◆ Directions
1. From the passage on real projective n-space, list each space that RP^n is described as a quotient of, along with the identification made in that space.
2. Resume the passage on real projective n-space from its last sentence.

◆ Passage shown

•••••

Real projective n-space

Real projective n space, \mathbb{R} P^n is defined to be the space of all lines through the origin in \mathbb{R}^{n+1}. Each such kind is determined by a non-zero vector in \mathbb{R}^{n+1}, unique up to scalar multiplication, and \mathbb{R} P^n is topologized as the quotient space of \mathbb{R}^{n+1}-\{0\} under the equivalence relation v \sim \lambda v for scalars \lambda \neq 0. We can restrict to vectors of length 1, so \mathbb{R}P^n is also the quotient spaces \mathbf{S}^n / (v \sim -v), the sphere with antipodal points identified. This is equivalent to saying that \mathbb{R}P^n is the quotient space of a hemisphere \mathbf{D^n} with antipodal points of \partial D^n identified. Since \partial D^n with antipodal points identified is just \mathbb{R}P^{n-1}, we see that \mathbb{R}P^n is obtained from \mathbb{R}P^{n-1} by attaching an n-cell, with the quotient projection S^{n-1} \to \mathbb{R}P^{n-1} as the attaching map. It follows by induction on n that \mathbb{R}P^n has a cell complex structure e^0 \cup e^1 \cup ... \cup e^n with one cell e^i in each dimension i \leq n. Since \mathbb{R}P^n is obtained from \mathbb{R}P^{n-1} by attaching an n-cell, the infinite union \mathbb{R}P^{\infty}={\bigcup}_n \mathbb{R}P^n becomes a Cell Complex with one cell in each dimension. We can view \mathbb{R}P^{\infty} as the space of lines through the origin in \mathbb{R}^{\infty}={\bigcup}_n \mathbb{R}^n.

•••••

◆ Data records
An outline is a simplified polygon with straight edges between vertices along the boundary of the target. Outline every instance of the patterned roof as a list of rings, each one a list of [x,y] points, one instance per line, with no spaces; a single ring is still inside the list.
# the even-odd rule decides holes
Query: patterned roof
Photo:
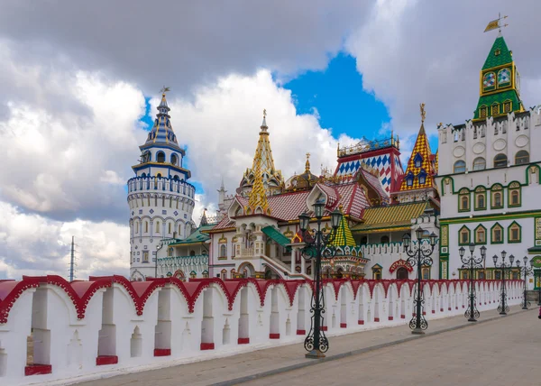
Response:
[[[411,219],[421,216],[426,205],[423,201],[367,207],[362,216],[362,224],[353,226],[352,231],[368,233],[389,228],[409,228]]]
[[[420,157],[421,160],[419,168],[416,167],[416,161],[418,160],[418,157]],[[422,175],[423,171],[426,173],[425,183],[420,184],[419,175]],[[425,132],[425,124],[421,124],[419,133],[417,134],[415,146],[411,152],[411,157],[409,157],[409,161],[408,161],[408,169],[406,170],[406,173],[404,173],[404,179],[402,179],[402,184],[400,185],[400,191],[414,190],[424,188],[434,188],[435,183],[433,176],[435,174],[435,160],[432,157],[430,143],[428,142],[428,138],[426,137],[426,133]],[[408,176],[413,177],[413,184],[409,186],[408,185]]]
[[[500,51],[500,53],[497,55],[496,52],[498,51]],[[512,61],[513,57],[511,56],[511,52],[509,51],[503,36],[498,36],[494,41],[494,44],[492,44],[492,48],[489,52],[485,64],[482,66],[482,69],[491,69],[493,67],[511,63]]]
[[[508,48],[503,36],[498,36],[482,66],[480,80],[481,95],[477,103],[477,108],[473,112],[473,119],[484,119],[492,115],[506,115],[511,111],[524,111],[524,106],[517,88],[519,77],[518,73],[512,73],[515,70],[513,62],[513,55]],[[500,80],[500,76],[504,79],[507,79],[507,81]],[[507,107],[504,105],[505,102],[511,102],[509,111],[504,110]],[[492,114],[491,107],[492,105],[499,105],[499,113]],[[481,107],[487,107],[486,114],[483,115],[481,114]]]
[[[145,145],[151,145],[153,143],[169,144],[174,148],[179,148],[179,142],[177,142],[177,135],[173,132],[173,126],[171,125],[170,116],[169,112],[170,108],[167,104],[165,94],[161,94],[161,101],[158,107],[158,114],[154,120],[154,125],[152,130],[149,133]]]
[[[324,216],[329,215],[335,208],[342,206],[345,215],[361,218],[364,208],[369,207],[362,189],[359,188],[356,182],[333,186],[318,183],[313,188],[313,189],[315,188],[319,188],[336,198],[332,207],[326,206]],[[308,210],[307,198],[312,190],[301,190],[267,197],[270,216],[280,221],[298,219],[298,215]],[[243,196],[236,196],[235,200],[243,208],[249,207],[248,199]],[[213,231],[230,227],[234,227],[234,221],[225,216],[213,228]]]
[[[344,216],[340,220],[338,229],[336,229],[336,236],[331,243],[333,246],[357,246],[355,239],[352,234],[352,231],[347,224],[347,219]]]
[[[258,147],[255,157],[258,158],[258,152],[261,150]],[[248,198],[248,207],[246,209],[250,209],[250,212],[246,213],[263,213],[270,215],[269,212],[269,202],[267,201],[267,195],[265,192],[265,187],[263,186],[263,177],[261,176],[261,161],[255,162],[253,185],[252,190],[250,190]]]
[[[262,178],[263,186],[266,187],[267,193],[276,193],[280,191],[283,187],[283,178],[280,170],[274,168],[274,160],[272,159],[272,150],[270,150],[270,142],[269,141],[269,126],[267,120],[263,115],[263,122],[261,125],[261,132],[257,148],[253,156],[252,169],[247,169],[241,180],[241,188],[249,188],[254,182],[254,173],[259,167]]]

•••••

◆ Expected answers
1.
- R^{n+1} with the origin removed, under the equivalence relation v ~ λv for scalars λ ≠ 0
- The sphere S^n, with antipodal points identified (v ~ −v)
- A hemisphere D^n, with antipodal points of its boundary ∂D^n identified

2.
Complex Projective n-space

Complex projective n-space \mathbb{C}P^n is space of complex lines through the origin in \mathbb{C}P^{n+1}, that is, 1-dimensional vector subspaces of \mathbb{C}^{n+1}. As in the case of Real projective n-space, each line is determined by a non-zero vector in\mathbb{C}^{n+1}, unique up to scalar multiplication, and \mathbb{C}P^n is topologized as the quotient space of \mathbb{C}^{n+1}-0 under the equivalence relation v \sim \lambda v for \lambda = 0.

Equivalently, this is the quotient of the unit Sphere S^{2n+1} \subset \mathbb{C}^{n+1} with v \sim \lambda v for | \lambda |=1.

It is also possible to obtain \mathbb{C}P^n as a quotient space of disk D^{2n} under the identifications v \sim \lambda v for \lambda v \in \partial D^{2n}, in the following way:

The vectors in S^{2n+1} \subset \mathbb{C}^{n+1} with last coordinate real and nonnegative are precisely the vectors of the form (\omega, \sqrt{1-{|\omega|}^2} ) \in \mathbb{C}^n \times \mathbb{C} with |\omega| \leq 1. Such vectors form the of the function \omega \to \sqrt{1-{|\omega|}^2}. This is a disk {D_+}^{2n} bounded by the sphere S^{2n-1} \subset S^{2n+1} consisting of vectors (\omega, 0) \in \mathbb{C}^n \times \mathbb{C} with |\omega|=1. Each vector in S^{2n+1} is equivalent under the identifications v \sim \lambda v to a vector in {D_+}^{2n}, and the latter vector is unique if its last coordinate is non-zero. If the last coordinate is zero, we have just the identifications v \sim \lambda v for v \in S^{2n-1}.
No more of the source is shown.